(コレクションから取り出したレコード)

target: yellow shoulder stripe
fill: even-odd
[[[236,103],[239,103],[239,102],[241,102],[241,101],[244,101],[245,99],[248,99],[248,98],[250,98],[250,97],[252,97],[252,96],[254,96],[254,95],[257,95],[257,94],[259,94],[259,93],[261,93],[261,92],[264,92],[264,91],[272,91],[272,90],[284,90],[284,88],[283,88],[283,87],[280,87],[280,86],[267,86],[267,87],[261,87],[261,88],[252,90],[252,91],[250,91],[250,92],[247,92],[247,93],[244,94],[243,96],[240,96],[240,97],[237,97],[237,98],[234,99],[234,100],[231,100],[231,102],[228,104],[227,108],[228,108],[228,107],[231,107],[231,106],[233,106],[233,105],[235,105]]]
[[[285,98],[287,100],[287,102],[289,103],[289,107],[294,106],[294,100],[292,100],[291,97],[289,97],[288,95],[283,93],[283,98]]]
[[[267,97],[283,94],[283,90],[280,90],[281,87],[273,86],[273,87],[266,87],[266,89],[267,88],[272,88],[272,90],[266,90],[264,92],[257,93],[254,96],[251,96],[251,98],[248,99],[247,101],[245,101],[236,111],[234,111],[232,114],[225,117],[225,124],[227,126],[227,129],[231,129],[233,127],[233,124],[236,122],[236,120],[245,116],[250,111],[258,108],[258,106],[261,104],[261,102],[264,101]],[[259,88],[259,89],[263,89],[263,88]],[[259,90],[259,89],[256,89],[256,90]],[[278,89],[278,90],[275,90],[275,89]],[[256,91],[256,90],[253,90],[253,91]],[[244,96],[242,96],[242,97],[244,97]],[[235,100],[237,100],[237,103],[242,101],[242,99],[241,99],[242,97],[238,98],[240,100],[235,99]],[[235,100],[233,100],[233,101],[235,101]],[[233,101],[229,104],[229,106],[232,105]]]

* * *

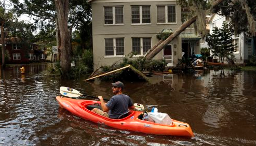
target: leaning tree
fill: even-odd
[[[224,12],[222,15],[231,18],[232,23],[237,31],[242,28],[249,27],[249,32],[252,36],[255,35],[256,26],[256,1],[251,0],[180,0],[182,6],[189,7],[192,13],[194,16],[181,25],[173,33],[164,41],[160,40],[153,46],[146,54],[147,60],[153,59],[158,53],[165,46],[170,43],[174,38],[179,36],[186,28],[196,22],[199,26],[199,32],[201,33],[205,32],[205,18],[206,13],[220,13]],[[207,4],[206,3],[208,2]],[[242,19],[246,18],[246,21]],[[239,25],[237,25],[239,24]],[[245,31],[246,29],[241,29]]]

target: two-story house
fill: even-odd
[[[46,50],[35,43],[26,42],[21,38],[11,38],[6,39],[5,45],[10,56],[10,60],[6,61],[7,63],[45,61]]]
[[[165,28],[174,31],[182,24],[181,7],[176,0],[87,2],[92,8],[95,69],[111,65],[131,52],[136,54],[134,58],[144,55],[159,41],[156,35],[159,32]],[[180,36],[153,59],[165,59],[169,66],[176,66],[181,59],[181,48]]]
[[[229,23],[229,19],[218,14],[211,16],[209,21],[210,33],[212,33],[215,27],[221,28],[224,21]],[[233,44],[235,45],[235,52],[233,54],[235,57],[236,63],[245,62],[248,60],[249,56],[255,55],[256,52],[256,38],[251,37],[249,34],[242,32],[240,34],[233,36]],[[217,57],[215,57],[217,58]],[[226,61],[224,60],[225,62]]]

* **作業内容**: 上のレコードから、「target」という文字列を含む行をすべて抜き出す。大文字と小文字は区別する。

* **練習問題の解答**:
target: yellow shoulder stripe
target: leaning tree
target: two-story house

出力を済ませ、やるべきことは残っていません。